WORK TO DO »
Locate each line in the records below that contains the string "lamp" and copy those lines out in full.

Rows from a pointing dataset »

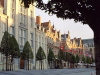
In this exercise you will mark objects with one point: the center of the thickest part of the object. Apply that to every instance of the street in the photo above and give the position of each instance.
(51, 72)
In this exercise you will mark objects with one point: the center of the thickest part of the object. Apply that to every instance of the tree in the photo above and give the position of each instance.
(85, 11)
(14, 49)
(51, 57)
(5, 48)
(27, 53)
(40, 55)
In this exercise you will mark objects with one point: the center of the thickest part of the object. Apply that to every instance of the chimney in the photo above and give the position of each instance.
(38, 20)
(2, 3)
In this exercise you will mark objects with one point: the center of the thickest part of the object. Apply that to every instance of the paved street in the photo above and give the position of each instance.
(52, 72)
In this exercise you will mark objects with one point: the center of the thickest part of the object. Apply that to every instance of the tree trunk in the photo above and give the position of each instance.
(28, 64)
(97, 50)
(41, 64)
(6, 62)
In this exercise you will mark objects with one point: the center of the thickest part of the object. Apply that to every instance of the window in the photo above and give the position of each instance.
(12, 30)
(3, 27)
(31, 39)
(22, 37)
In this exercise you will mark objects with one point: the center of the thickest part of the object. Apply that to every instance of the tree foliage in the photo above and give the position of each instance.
(79, 10)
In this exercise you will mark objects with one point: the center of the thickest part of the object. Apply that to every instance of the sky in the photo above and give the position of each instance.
(76, 29)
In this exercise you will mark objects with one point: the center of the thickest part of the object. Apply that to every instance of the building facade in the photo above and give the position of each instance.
(74, 46)
(89, 49)
(21, 23)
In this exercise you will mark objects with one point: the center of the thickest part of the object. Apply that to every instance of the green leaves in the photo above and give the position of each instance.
(40, 54)
(27, 51)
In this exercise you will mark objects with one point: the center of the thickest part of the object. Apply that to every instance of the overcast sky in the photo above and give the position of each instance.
(76, 29)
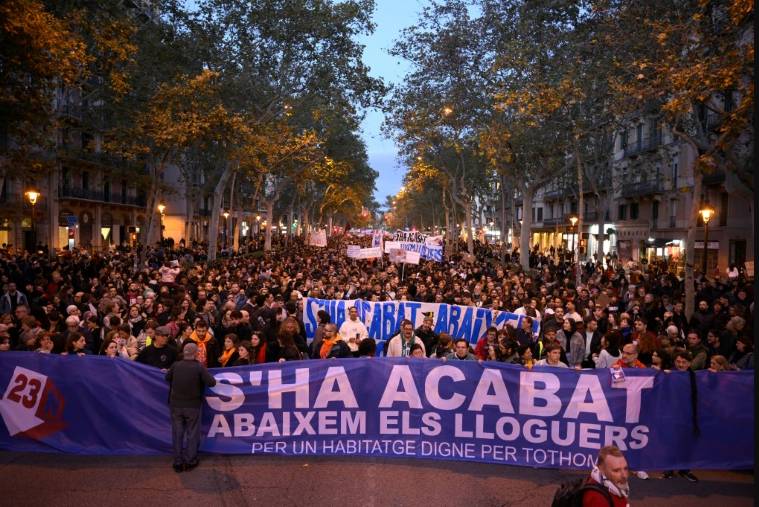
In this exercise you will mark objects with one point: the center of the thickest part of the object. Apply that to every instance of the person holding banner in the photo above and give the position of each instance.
(353, 331)
(400, 344)
(330, 345)
(427, 333)
(461, 352)
(187, 380)
(610, 473)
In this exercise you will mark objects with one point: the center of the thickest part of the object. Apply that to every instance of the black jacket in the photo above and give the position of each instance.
(187, 380)
(339, 349)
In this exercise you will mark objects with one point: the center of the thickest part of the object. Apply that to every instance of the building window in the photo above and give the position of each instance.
(729, 101)
(737, 254)
(723, 209)
(673, 213)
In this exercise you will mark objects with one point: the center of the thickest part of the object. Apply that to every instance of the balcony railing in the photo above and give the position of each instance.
(100, 196)
(714, 178)
(16, 202)
(642, 188)
(555, 221)
(649, 143)
(552, 195)
(590, 216)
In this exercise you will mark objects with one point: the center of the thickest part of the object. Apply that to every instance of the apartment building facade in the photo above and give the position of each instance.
(653, 187)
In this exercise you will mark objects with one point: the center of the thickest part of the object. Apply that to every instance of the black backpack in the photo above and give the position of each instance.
(570, 493)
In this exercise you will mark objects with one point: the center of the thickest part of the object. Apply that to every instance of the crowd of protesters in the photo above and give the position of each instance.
(247, 309)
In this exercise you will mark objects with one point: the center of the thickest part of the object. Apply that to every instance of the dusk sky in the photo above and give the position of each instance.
(390, 17)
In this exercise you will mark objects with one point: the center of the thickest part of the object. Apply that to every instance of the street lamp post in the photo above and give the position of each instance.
(33, 196)
(706, 212)
(226, 226)
(161, 210)
(573, 220)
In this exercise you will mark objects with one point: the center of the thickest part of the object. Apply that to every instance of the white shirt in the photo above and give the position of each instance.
(349, 329)
(606, 360)
(523, 311)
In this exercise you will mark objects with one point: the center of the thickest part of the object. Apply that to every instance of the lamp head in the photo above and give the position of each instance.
(707, 212)
(33, 195)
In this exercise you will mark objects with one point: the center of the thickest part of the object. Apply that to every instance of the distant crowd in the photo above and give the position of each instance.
(247, 309)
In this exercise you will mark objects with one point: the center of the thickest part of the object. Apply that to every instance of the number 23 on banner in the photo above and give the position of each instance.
(22, 399)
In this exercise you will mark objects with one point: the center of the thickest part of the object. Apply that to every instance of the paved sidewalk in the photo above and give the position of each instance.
(44, 480)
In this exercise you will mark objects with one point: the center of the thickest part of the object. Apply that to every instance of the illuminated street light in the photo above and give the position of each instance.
(33, 195)
(161, 210)
(706, 212)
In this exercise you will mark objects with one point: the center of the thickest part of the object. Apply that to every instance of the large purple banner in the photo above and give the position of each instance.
(465, 411)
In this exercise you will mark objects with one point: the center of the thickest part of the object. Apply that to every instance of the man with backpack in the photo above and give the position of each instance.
(606, 486)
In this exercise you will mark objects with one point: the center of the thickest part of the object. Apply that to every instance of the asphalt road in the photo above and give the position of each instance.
(38, 479)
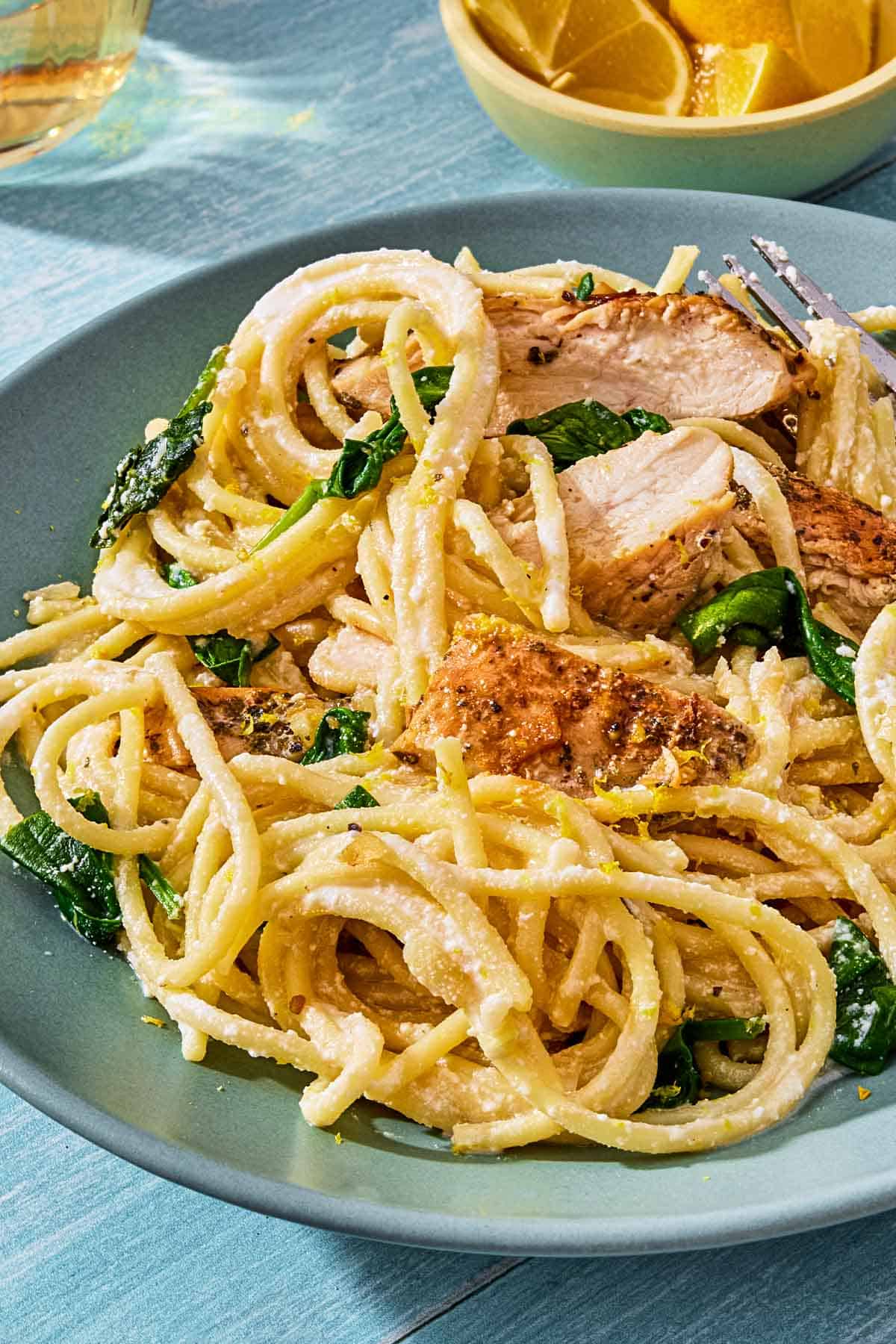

EXERCISE ANSWER »
In this exercise you will mark objects with one point: the center of the thickest part of the object. Apply that to every instance of the street lamp post in the photo above and give the position of each instance.
In this exercise you will mark objects with one point: the center of the thickest part of the object. Apply that to every instance of the lamp head in the photo above and give the position of each instance.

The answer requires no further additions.